### Outlines of labeled areas

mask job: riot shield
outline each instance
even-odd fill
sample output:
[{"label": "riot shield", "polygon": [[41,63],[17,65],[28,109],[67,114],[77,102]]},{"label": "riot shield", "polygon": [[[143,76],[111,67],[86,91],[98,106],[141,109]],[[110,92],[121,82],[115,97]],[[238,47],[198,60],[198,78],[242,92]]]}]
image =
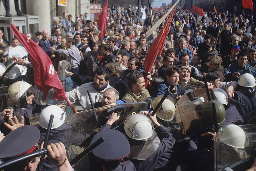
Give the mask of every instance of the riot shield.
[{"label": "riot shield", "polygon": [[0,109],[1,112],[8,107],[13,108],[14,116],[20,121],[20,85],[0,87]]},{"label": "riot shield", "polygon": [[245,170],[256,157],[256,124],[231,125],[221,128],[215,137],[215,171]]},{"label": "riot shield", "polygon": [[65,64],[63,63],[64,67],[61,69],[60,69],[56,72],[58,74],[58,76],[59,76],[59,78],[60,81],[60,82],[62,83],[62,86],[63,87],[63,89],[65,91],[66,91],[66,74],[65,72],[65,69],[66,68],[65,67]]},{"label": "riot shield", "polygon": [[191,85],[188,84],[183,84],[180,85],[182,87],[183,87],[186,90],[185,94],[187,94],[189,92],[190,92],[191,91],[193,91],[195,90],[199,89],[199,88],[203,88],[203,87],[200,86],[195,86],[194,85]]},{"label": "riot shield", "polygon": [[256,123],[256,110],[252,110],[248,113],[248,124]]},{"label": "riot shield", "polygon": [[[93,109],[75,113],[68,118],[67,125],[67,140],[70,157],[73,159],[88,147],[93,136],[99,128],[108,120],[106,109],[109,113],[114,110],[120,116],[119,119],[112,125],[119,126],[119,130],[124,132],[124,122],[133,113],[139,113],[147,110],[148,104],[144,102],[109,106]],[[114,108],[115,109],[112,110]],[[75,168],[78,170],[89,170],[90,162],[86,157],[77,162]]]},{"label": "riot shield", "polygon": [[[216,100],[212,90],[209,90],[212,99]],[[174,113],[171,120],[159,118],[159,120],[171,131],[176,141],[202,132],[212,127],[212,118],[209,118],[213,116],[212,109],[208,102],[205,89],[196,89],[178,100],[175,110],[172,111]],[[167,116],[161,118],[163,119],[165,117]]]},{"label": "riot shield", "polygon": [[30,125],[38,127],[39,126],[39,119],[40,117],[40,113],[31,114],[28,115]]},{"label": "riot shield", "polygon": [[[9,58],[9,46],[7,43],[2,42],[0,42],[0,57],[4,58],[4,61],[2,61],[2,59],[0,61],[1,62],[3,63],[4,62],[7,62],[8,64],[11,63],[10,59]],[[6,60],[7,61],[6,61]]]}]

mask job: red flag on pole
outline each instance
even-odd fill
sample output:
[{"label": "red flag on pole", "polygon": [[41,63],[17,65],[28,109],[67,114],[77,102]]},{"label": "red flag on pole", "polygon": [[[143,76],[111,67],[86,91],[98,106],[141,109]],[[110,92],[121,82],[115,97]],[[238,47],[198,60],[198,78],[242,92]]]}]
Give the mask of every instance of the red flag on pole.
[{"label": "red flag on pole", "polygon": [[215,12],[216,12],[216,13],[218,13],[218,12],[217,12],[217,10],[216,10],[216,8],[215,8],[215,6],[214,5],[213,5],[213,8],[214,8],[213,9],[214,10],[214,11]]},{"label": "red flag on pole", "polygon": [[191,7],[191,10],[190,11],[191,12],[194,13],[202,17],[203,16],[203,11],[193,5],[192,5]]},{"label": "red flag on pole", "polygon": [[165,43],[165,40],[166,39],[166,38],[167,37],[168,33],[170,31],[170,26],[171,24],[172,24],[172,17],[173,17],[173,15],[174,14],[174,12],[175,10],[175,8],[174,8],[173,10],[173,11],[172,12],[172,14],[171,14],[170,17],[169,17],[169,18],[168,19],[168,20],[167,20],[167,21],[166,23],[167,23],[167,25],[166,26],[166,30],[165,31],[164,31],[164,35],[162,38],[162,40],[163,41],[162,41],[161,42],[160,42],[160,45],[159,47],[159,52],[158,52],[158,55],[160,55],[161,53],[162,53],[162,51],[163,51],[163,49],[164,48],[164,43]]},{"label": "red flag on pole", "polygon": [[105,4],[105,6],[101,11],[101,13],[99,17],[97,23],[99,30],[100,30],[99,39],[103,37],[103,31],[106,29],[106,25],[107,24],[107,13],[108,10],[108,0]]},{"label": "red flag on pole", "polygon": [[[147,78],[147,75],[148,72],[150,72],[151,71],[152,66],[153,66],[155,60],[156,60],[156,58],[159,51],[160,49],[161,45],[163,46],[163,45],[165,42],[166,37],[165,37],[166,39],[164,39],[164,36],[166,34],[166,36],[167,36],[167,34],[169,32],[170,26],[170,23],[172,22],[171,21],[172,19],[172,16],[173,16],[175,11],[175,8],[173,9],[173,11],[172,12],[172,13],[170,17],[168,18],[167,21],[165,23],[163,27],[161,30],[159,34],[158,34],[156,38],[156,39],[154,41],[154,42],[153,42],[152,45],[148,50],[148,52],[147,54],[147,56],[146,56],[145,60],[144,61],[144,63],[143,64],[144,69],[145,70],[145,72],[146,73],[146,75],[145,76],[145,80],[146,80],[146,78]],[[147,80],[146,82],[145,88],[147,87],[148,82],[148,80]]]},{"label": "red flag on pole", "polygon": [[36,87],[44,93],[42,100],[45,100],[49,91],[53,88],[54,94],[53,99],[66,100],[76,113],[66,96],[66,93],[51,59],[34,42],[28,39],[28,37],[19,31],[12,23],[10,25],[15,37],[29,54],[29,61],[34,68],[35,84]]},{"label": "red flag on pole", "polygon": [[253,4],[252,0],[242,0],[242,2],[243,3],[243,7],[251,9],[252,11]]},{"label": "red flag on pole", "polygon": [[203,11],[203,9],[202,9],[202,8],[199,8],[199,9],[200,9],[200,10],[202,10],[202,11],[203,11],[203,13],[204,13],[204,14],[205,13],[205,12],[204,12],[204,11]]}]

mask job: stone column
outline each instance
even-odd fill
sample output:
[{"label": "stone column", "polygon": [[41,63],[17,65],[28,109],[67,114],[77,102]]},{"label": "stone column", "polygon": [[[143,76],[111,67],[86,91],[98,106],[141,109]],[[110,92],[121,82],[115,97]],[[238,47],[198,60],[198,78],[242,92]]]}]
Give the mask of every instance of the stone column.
...
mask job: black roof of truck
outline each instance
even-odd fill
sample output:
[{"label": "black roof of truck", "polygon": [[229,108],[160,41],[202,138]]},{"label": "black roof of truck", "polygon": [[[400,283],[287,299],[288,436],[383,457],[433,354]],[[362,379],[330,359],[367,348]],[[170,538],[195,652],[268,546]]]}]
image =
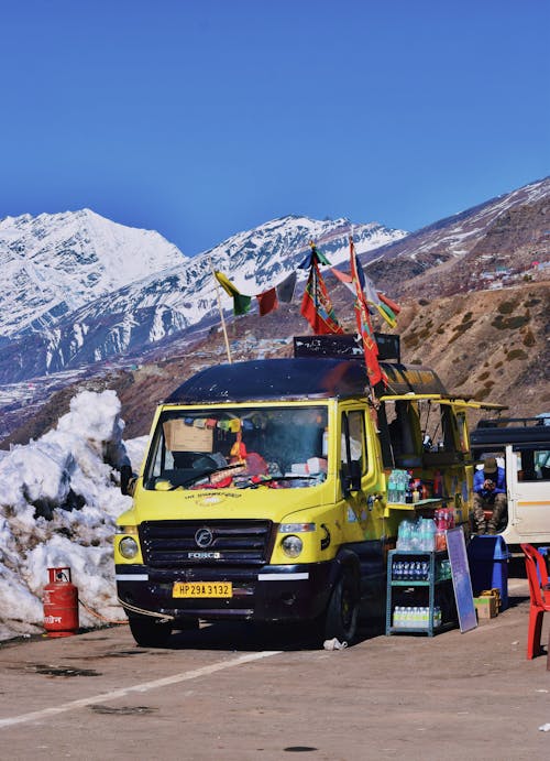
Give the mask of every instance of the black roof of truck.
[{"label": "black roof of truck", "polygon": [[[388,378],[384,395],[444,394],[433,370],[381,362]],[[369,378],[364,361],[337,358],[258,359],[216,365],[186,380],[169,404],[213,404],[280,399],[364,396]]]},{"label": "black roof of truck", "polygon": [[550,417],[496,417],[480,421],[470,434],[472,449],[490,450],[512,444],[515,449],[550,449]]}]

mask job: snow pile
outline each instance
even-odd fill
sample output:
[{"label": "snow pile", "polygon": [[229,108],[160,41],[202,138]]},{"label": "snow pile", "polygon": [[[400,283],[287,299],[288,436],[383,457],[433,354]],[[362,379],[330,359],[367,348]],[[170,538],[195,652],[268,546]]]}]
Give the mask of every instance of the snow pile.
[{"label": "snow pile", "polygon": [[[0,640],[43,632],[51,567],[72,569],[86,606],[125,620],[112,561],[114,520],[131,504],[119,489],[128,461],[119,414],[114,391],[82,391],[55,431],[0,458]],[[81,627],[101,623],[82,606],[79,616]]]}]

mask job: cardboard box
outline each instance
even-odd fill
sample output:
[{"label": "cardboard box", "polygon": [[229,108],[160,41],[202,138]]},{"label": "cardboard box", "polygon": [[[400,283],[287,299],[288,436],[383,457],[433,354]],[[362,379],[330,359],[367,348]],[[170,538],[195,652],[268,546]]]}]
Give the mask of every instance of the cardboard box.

### EXERCISE OBJECTIVE
Render the listing as a Markdown table with the columns "No." and "Text", starting at the line containing "mask job: riot shield" and running up to and including the line containing "Give the mask of every instance of the riot". Number each line, skip blank lines, and leave the pictures out.

### WRITTEN SOLUTION
| No. | Text |
|---|---|
| 1 | mask job: riot shield |
| 2 | outline each instance |
| 3 | even-odd fill |
| 4 | sample output: |
| 5 | [{"label": "riot shield", "polygon": [[41,63],[17,65],[28,109],[67,114],[77,102]]},{"label": "riot shield", "polygon": [[[143,76],[111,67],[86,91],[98,106],[141,109]],[[110,92],[121,82],[115,97]],[[238,47],[198,60],[198,78],[242,92]]]}] |
| 6 | image = |
| 7 | Give the mask of every instance of the riot shield. |